··· Given data

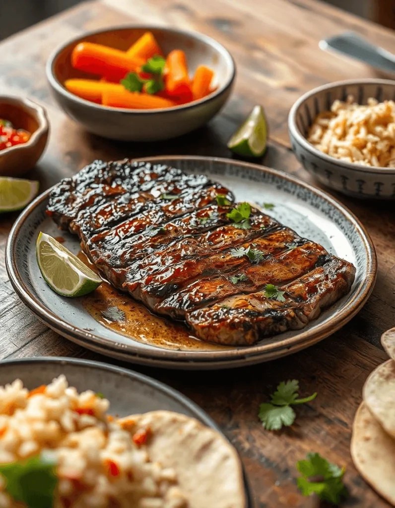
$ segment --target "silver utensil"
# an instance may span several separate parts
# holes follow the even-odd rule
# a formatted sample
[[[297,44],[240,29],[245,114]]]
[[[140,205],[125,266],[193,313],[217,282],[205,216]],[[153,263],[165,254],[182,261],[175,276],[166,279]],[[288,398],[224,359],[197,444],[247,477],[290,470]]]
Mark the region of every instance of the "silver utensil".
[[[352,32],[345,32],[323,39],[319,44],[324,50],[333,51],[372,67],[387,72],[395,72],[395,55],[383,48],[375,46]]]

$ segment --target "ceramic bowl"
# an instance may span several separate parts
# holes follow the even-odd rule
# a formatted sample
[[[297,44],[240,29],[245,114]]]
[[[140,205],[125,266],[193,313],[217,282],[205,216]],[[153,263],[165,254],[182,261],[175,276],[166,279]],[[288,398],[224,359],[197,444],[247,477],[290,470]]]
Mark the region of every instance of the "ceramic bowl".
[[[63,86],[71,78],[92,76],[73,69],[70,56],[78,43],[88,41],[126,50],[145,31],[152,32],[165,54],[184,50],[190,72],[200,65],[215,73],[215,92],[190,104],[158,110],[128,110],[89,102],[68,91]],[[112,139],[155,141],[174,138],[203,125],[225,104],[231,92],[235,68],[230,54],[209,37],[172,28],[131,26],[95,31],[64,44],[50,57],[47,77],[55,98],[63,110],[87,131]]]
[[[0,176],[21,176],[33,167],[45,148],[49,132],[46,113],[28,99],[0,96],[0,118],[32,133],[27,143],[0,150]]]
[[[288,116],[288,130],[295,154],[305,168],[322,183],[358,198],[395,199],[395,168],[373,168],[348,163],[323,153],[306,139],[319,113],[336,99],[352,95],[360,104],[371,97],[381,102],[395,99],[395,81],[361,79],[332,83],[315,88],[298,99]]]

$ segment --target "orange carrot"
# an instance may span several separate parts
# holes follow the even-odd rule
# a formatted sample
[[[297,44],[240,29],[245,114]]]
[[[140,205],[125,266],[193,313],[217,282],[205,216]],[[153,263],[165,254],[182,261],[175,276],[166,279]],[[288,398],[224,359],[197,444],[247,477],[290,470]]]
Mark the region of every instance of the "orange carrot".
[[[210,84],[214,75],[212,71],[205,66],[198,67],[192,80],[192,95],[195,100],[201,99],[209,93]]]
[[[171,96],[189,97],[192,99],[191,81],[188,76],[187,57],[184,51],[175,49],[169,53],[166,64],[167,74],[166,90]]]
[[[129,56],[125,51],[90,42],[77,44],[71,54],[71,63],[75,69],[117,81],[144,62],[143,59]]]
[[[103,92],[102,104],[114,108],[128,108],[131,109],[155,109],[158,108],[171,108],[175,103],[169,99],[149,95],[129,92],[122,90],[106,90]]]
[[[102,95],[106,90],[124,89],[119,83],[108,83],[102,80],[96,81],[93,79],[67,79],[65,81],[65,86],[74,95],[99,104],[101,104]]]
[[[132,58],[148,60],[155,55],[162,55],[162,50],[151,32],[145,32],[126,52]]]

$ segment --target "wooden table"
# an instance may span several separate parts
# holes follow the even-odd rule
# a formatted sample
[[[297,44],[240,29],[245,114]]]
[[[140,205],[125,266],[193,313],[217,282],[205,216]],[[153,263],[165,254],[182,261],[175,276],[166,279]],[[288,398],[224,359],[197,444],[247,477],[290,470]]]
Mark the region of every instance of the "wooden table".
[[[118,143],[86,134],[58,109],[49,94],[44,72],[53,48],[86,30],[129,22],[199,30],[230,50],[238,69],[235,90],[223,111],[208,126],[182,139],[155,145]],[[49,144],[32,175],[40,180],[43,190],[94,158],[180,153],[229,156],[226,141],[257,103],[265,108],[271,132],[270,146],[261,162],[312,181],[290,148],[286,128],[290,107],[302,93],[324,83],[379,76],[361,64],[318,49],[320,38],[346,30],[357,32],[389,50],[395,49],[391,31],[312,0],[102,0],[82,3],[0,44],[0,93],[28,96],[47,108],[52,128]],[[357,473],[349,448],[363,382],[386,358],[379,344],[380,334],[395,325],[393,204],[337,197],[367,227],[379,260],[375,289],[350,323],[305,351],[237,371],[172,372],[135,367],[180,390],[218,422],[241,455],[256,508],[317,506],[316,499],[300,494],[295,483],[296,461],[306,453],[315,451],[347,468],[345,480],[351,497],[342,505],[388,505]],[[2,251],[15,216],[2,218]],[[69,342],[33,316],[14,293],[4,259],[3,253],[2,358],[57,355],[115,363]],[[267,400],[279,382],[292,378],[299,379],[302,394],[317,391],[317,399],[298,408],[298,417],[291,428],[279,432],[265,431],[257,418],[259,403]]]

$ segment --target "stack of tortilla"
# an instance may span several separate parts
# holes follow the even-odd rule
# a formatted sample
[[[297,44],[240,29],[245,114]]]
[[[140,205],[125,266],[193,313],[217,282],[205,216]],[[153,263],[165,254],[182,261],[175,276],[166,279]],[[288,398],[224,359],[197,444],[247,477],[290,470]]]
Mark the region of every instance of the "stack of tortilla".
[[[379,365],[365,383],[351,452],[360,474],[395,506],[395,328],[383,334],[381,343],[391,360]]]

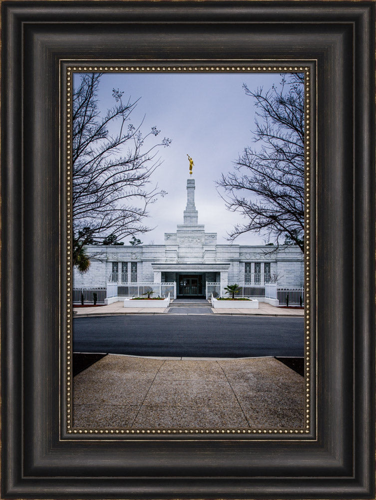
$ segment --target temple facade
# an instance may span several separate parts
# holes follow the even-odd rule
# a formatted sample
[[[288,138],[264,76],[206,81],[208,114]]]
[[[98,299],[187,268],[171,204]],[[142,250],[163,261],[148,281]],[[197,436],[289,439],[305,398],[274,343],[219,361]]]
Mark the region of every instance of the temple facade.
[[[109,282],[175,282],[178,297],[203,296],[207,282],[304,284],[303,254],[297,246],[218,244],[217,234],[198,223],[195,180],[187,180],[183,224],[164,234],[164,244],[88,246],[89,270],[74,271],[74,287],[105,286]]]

······

### Short exercise
Leaving aside the images, write out the entries above word for word.

### Task answer
$ segment --target "silver utensil"
# an instance may span several separate parts
# holes follow the even-odd rule
# a formatted sample
[[[297,44],[240,29],[245,114]]]
[[[140,205],[125,266],[193,313],[217,282],[205,216]],[[153,263],[165,254],[182,261],[175,276],[166,279]],[[288,398],[224,359],[197,444],[247,477],[290,470]]]
Mark the region of every instance of the "silver utensil".
[[[352,32],[345,32],[323,39],[319,44],[324,50],[333,51],[372,67],[387,72],[395,72],[395,55],[383,48],[375,46]]]

$ segment --target "ceramic bowl"
# an instance may span several separate parts
# holes follow the even-odd rule
# a formatted sample
[[[297,44],[240,29],[245,114]]]
[[[140,205],[125,266],[193,313],[217,282],[205,216]],[[153,263],[165,254],[182,261],[175,276],[166,279]],[[288,398],[224,359],[197,444],[247,477],[290,470]]]
Mark the region of every instance of the "ceramic bowl".
[[[63,86],[71,78],[92,76],[73,69],[70,56],[78,43],[88,41],[126,50],[145,31],[152,32],[165,54],[184,50],[190,72],[200,65],[215,73],[215,92],[190,104],[158,110],[128,110],[89,102],[68,91]],[[112,139],[155,141],[174,138],[203,125],[225,104],[231,92],[235,68],[230,54],[209,37],[172,28],[131,26],[95,31],[64,44],[50,57],[47,77],[55,98],[63,110],[87,131]]]
[[[0,176],[21,176],[33,167],[45,148],[49,132],[46,113],[28,99],[0,96],[0,118],[32,133],[27,143],[0,150]]]
[[[288,116],[288,130],[295,154],[305,168],[322,183],[358,198],[395,199],[395,168],[373,168],[348,163],[323,153],[306,139],[319,113],[336,99],[352,95],[360,104],[371,97],[381,102],[395,99],[395,81],[361,79],[332,83],[315,88],[298,99]]]

$ segment --target "orange carrot"
# an instance may span several separate parts
# holes follow the even-odd rule
# a formatted sample
[[[297,44],[240,29],[245,114]]]
[[[140,205],[125,266],[193,313],[217,282],[205,216]],[[153,263],[165,254],[182,261],[175,276],[166,279]],[[288,398],[224,359],[197,444],[247,477],[290,470]]]
Mark the region of every instance of the "orange carrot".
[[[210,84],[214,75],[212,71],[205,66],[198,67],[192,80],[192,95],[195,100],[201,99],[209,93]]]
[[[171,96],[189,97],[192,99],[191,81],[188,76],[187,57],[184,51],[175,49],[169,53],[166,64],[167,74],[166,90]]]
[[[129,56],[125,51],[90,42],[77,44],[71,54],[71,63],[75,69],[117,81],[144,62],[143,59]]]
[[[103,92],[102,104],[114,108],[128,108],[131,109],[155,109],[158,108],[171,108],[175,103],[169,99],[149,95],[129,92],[122,90],[106,90]]]
[[[102,95],[106,90],[124,89],[119,83],[108,83],[102,80],[96,81],[93,79],[67,79],[65,81],[65,86],[74,95],[99,104],[101,104]]]
[[[132,58],[148,60],[155,55],[162,55],[162,50],[151,32],[145,32],[126,52]]]

$ segment --target "wooden table"
# an instance may span several separate parts
# holes follow the even-odd rule
# a formatted sample
[[[297,44],[240,29],[245,114]]]
[[[140,205],[125,266],[193,313],[217,282],[205,216]],[[153,263],[165,254],[182,261],[175,276],[166,279]],[[288,398],[224,359],[197,444],[247,477],[290,470]]]
Mark the region of every instance of the "wooden table".
[[[118,143],[86,134],[58,109],[49,94],[44,72],[53,48],[86,30],[129,22],[199,30],[230,50],[238,69],[235,90],[223,111],[208,126],[182,139],[155,145]],[[49,144],[32,175],[40,180],[43,190],[94,158],[180,153],[229,156],[226,141],[257,103],[265,108],[271,132],[270,146],[261,162],[312,181],[290,148],[286,128],[290,107],[302,93],[324,83],[379,76],[361,64],[318,49],[320,38],[346,30],[357,32],[389,50],[395,49],[391,31],[312,0],[102,0],[82,3],[0,44],[0,93],[28,96],[47,108],[52,128]],[[357,473],[349,448],[363,382],[386,358],[379,344],[380,334],[395,325],[393,204],[337,197],[367,227],[379,260],[375,289],[350,323],[305,351],[237,371],[172,372],[135,367],[180,390],[218,422],[241,455],[256,508],[317,506],[316,499],[300,494],[295,483],[296,461],[306,453],[315,451],[347,468],[345,480],[351,497],[342,505],[388,505]],[[2,251],[15,216],[2,218]],[[69,342],[33,316],[14,293],[4,259],[3,253],[2,358],[57,355],[115,363]],[[267,400],[279,382],[292,378],[299,379],[302,394],[317,391],[317,399],[298,408],[298,417],[291,428],[279,432],[265,431],[257,418],[259,403]]]

$ segment --target "stack of tortilla"
# an instance may span several separate parts
# holes follow the even-odd rule
# a formatted sample
[[[297,44],[240,29],[245,114]]]
[[[140,205],[125,266],[193,313],[217,282],[205,216]],[[153,263],[165,254],[182,261],[175,276],[166,279]],[[288,398],[224,359],[197,444],[247,477],[290,470]]]
Mark the region of every instance of the "stack of tortilla".
[[[379,365],[365,383],[351,452],[360,474],[395,506],[395,328],[383,334],[381,343],[391,360]]]

$ segment --target temple facade
# an instance may span several separate parts
# holes follow the even-odd rule
# a formatted sample
[[[288,138],[264,76],[206,81],[208,114]]]
[[[98,299],[187,268],[171,204]],[[142,250],[163,261],[148,281]],[[197,436],[289,439],[305,398],[274,343],[219,361]]]
Mark the region of every instance of the temple facade.
[[[109,282],[175,282],[178,297],[203,296],[207,282],[304,284],[303,254],[297,246],[218,244],[217,234],[198,223],[195,180],[187,180],[183,224],[164,234],[164,244],[88,246],[89,270],[74,271],[74,287],[105,286]]]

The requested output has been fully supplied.